● Auszug:
'''

Förderung beschäftigter Arbeitnehmer/-innen in Unternehmen

Weiterbildung von Beschäftigten, insbesondere in kleinen und mittleren Unternehmen, und von geringqualifizierten Beschäftigten, um ihnen zusätzliche Qualifikationen für den Arbeitsmarkt zu verschaffen und ihre Beschäftigungschancen und Beschäftigungsfähigkeit zu erhalten bzw. zu erweitern war die Zielsetzung des erstmals 2006 aufgelegten und seit April 2012 entfristeten Programms Weiterbildung Geringqualifizierter und beschäftigter älterer Arbeitnehmer Unternehmen (WeGebAU). Das Programm WeGebAU bot als Möglichkeiten der finanziellen Unterstützung Zuschüsse zu Weitbildungskosten und einen Arbeitsentgeltzuschuss für weiterbildungsbedingte Ausfallzeiten sowie eine Pauschale zu den Sozialversicherungsbeiträgen. Der Umfang der jeweiligen Förderungen hing von zahlreichen Faktoren ab, wie Betriebsgröße und Alter der Beschäftigten.

2018 wurden in WeGebAU 36.877 Zugänge erfasst, davon 24.230 Zugänge in Weiterbildung und 12.647 Arbeitsentgeltzuschüsse.

'''

● Aufgabenziel: Schreiben Sie den Text über das Förderprogramm WeGebAU im Anschluss an seinen letzten Satz weiter.

● Datenauszüge:
'''

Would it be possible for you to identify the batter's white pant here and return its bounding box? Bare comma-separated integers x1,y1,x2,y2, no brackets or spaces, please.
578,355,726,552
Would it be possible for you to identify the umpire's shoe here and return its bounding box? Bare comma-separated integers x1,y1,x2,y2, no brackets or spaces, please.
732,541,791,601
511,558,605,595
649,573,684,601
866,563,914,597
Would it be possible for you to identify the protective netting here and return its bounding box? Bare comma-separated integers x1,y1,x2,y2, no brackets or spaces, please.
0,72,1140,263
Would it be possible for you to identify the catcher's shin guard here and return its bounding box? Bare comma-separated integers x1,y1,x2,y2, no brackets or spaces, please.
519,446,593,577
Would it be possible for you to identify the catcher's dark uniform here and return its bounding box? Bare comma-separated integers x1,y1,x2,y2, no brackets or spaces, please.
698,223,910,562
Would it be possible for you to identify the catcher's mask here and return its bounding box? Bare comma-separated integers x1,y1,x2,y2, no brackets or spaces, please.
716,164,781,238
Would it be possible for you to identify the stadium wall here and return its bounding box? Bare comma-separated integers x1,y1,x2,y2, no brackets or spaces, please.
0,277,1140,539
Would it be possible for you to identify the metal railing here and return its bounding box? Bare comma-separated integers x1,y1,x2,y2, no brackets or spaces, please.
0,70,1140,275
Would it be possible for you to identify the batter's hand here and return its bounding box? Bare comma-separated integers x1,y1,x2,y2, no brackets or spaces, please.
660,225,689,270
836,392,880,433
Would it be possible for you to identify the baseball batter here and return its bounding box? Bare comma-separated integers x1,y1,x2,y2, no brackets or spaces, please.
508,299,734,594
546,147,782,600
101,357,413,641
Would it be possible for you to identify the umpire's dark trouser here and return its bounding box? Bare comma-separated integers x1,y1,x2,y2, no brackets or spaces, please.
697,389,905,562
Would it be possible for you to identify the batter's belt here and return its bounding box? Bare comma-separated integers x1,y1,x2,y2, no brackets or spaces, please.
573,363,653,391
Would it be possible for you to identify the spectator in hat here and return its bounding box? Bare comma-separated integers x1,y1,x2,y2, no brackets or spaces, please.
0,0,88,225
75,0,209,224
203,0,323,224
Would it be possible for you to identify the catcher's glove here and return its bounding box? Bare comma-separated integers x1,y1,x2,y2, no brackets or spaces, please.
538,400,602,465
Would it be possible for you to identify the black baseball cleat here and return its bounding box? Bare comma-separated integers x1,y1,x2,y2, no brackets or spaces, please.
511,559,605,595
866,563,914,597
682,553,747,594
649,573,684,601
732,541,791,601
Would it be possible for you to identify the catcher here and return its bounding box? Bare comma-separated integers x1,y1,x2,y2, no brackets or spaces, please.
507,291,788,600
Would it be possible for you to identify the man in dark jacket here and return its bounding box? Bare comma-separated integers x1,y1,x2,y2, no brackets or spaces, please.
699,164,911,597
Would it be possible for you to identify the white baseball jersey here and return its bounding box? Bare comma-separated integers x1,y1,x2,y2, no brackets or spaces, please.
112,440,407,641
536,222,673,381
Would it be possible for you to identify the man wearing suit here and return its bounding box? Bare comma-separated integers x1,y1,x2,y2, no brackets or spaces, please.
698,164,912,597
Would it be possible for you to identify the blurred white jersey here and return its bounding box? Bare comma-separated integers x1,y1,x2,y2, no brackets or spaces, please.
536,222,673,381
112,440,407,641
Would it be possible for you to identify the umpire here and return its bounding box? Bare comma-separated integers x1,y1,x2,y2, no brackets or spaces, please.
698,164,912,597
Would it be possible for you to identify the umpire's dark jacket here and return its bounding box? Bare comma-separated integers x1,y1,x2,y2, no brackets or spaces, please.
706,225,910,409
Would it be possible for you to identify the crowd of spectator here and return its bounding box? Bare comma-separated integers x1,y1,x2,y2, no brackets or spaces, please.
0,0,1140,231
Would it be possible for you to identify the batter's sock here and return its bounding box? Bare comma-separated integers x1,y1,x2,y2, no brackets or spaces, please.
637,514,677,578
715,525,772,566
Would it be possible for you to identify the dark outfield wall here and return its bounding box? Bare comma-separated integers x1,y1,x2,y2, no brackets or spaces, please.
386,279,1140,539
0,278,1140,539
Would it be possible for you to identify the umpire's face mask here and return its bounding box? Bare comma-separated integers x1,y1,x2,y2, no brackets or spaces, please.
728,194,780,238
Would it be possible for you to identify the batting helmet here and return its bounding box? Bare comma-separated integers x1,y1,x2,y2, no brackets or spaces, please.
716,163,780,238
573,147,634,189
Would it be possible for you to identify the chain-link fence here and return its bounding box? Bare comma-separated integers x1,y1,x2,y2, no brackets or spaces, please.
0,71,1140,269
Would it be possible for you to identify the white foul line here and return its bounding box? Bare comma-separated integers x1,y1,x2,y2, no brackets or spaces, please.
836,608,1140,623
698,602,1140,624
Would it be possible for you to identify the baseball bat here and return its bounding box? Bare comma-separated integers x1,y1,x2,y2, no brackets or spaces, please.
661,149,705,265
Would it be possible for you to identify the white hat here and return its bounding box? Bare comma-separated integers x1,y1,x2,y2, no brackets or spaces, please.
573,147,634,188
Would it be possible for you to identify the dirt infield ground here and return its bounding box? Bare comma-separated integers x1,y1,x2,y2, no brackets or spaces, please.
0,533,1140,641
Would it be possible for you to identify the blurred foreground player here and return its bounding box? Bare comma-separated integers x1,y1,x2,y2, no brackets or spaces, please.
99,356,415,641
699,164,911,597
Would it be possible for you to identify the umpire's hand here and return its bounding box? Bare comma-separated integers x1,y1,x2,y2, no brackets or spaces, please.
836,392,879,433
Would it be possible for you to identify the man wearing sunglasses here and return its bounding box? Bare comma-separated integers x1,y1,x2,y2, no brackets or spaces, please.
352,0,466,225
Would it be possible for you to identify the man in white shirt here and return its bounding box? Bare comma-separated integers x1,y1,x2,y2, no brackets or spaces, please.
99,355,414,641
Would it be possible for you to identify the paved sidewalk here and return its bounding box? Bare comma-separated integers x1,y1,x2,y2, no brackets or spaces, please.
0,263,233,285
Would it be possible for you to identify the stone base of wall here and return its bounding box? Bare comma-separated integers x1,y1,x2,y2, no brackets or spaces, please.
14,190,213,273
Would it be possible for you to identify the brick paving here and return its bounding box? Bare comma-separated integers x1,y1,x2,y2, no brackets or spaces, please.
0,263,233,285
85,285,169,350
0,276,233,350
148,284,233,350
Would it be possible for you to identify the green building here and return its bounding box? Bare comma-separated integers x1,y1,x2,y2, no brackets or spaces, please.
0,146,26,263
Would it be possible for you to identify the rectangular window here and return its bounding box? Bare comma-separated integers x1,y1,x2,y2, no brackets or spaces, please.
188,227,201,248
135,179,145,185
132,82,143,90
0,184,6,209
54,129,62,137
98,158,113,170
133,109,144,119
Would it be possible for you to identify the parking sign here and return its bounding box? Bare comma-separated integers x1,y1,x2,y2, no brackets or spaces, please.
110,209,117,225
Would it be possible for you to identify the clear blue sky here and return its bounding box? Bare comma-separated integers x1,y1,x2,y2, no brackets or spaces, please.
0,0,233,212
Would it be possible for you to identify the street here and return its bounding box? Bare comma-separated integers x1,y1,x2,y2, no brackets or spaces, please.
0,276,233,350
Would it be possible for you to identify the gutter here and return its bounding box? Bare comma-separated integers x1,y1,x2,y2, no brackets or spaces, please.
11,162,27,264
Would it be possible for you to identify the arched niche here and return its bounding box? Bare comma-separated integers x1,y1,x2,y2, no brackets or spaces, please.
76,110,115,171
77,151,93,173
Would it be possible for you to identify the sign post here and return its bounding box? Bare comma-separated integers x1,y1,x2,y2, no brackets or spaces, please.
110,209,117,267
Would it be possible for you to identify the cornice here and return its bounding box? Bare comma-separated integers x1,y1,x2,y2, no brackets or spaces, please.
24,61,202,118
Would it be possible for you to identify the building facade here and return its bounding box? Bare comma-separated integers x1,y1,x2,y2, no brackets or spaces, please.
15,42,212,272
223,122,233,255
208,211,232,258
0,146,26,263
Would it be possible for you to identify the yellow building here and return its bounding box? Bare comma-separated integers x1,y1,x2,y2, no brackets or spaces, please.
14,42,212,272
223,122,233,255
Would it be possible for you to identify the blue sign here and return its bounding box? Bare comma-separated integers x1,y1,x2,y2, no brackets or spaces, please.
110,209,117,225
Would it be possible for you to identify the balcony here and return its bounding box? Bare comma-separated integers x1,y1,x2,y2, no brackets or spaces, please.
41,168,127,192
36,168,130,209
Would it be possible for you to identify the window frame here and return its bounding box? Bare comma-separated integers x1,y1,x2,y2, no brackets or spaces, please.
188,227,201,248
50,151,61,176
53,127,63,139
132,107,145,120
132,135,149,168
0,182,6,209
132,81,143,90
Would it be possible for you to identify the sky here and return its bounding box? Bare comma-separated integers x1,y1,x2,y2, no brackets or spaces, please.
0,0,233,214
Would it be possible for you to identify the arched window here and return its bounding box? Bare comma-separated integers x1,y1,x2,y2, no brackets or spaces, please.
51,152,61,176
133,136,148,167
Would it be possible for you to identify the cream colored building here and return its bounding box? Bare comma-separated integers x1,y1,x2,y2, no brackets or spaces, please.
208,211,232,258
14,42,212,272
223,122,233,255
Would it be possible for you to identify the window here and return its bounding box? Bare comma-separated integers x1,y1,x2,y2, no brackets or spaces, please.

'''

● Schriftliche Antwort:
Mit dem Qualifizierungschancengesetz wurde zum 1. Januar 2019 die Förderung der Weiterbildung beschäftigter Arbeitnehmerinnen und Arbeitnehmer neu geregelt und erweitert. Die Förderung soll darauf gerichtet sein, Arbeitnehmerinnen und Arbeitnehmer, die berufliche Tätigkeiten ausüben, die durch Technologien ersetzt werden können oder in sonstiger Weise vom Strukturwandel betroffen sind, eine Anpassung und Fortentwicklung ihrer beruflichen Kompetenzen zu ermöglichen.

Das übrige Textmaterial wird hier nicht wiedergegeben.